#### Record list
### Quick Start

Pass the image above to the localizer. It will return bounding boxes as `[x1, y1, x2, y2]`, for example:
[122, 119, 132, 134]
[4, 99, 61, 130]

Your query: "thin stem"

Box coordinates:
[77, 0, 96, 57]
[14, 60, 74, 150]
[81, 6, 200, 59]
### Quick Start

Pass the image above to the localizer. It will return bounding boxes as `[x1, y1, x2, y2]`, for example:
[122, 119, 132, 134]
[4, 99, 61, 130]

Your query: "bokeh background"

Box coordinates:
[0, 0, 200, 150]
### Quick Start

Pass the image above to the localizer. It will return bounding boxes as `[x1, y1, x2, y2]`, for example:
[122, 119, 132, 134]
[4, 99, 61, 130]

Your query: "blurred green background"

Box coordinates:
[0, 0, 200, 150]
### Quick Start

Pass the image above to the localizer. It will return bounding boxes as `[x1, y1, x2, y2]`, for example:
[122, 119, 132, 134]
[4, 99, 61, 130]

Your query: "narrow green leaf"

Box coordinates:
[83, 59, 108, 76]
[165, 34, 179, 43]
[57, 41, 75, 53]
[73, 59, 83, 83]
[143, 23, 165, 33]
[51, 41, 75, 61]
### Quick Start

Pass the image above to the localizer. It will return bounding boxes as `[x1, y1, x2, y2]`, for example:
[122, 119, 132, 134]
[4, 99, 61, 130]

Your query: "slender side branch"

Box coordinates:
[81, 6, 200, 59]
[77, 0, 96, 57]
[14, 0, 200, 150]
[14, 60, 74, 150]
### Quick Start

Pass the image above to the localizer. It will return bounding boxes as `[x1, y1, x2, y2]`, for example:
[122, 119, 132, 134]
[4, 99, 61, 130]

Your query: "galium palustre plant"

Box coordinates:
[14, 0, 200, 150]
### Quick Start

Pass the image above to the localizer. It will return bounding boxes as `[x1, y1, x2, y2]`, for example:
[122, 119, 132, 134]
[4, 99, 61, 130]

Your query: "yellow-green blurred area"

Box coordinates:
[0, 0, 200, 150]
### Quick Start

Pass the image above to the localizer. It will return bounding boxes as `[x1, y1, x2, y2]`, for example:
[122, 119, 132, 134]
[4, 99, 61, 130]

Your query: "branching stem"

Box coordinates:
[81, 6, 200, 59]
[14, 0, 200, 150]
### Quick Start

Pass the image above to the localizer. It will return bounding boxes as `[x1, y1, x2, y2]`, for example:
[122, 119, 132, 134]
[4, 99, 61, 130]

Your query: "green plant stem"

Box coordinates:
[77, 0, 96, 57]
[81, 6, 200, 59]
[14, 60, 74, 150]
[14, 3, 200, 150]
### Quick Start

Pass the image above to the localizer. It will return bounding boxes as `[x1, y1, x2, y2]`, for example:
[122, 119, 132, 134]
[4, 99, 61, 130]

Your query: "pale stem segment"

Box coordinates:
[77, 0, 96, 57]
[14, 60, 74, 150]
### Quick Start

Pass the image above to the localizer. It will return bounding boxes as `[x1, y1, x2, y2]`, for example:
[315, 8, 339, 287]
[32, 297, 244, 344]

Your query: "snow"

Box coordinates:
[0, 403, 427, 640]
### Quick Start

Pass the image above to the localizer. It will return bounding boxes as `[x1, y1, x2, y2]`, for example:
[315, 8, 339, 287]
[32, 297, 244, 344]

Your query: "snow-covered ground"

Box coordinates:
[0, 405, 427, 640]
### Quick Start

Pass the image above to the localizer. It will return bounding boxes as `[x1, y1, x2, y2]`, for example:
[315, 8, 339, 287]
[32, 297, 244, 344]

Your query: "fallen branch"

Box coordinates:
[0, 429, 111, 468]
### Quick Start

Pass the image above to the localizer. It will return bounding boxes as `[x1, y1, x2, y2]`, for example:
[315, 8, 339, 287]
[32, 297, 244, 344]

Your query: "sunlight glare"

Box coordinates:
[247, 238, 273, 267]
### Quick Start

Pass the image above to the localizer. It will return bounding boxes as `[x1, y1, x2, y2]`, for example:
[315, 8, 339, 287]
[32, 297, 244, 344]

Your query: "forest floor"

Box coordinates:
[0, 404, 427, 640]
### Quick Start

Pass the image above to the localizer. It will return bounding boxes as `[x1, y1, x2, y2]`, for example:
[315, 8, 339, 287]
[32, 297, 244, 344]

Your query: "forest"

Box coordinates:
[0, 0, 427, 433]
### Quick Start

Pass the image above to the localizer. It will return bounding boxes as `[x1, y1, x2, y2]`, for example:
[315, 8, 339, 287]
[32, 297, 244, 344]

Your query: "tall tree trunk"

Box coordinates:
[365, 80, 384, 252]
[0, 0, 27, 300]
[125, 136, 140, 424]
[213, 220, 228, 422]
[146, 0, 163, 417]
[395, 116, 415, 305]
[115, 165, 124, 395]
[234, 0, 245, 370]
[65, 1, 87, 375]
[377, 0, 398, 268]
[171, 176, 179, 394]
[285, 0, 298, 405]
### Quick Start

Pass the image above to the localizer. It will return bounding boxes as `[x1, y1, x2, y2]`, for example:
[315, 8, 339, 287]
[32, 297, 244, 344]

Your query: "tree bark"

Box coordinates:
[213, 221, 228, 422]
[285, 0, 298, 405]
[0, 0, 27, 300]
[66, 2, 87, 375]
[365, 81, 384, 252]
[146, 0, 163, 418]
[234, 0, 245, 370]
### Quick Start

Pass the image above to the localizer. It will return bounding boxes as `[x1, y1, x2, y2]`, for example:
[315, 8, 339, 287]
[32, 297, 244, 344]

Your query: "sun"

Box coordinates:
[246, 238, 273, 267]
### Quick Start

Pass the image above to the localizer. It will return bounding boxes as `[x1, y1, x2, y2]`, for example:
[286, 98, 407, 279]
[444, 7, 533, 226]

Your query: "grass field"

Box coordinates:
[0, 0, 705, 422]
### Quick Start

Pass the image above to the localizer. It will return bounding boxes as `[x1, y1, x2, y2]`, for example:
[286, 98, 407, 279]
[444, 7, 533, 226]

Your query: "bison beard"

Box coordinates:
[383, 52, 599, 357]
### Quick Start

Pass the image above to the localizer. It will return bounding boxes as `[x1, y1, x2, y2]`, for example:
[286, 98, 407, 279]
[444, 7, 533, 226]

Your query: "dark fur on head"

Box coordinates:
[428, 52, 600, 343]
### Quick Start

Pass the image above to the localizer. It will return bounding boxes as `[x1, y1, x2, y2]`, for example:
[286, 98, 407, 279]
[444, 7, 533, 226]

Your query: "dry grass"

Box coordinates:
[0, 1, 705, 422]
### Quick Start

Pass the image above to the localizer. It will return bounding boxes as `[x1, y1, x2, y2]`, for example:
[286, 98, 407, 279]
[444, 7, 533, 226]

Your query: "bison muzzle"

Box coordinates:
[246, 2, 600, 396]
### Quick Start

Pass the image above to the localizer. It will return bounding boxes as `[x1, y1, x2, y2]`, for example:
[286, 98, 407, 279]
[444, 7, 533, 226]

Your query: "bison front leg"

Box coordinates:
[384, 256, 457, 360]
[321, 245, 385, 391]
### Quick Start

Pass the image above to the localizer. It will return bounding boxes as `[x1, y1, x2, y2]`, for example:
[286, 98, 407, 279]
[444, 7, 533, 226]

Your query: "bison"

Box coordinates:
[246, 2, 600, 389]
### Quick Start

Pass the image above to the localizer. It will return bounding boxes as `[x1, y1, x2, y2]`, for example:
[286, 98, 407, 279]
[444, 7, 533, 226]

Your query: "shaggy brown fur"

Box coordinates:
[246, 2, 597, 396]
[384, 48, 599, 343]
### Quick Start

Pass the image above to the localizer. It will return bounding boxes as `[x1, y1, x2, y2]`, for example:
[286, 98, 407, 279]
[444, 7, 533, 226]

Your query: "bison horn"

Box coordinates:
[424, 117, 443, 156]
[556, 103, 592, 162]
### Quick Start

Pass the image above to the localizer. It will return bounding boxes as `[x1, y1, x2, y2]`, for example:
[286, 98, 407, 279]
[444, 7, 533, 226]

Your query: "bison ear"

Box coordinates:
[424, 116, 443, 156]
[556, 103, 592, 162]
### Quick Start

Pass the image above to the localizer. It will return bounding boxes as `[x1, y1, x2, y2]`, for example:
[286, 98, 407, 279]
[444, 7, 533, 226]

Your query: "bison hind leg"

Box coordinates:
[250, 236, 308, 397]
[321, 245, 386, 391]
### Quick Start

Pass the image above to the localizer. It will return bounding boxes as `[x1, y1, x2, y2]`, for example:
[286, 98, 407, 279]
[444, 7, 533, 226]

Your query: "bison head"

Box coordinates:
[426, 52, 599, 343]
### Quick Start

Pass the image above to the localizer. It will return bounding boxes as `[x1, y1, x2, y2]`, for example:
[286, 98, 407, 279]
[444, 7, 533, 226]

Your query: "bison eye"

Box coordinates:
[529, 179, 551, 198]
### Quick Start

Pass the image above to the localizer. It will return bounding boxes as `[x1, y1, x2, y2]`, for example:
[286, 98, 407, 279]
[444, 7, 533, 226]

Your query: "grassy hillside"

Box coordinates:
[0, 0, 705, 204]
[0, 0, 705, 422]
########
[Exercise objective]
Locate each line in the data above that contains the word "head", matching case exactly, and copy those lines out in full.

[Task solution]
Your query: "dark fur on head"
Your query: "bison head"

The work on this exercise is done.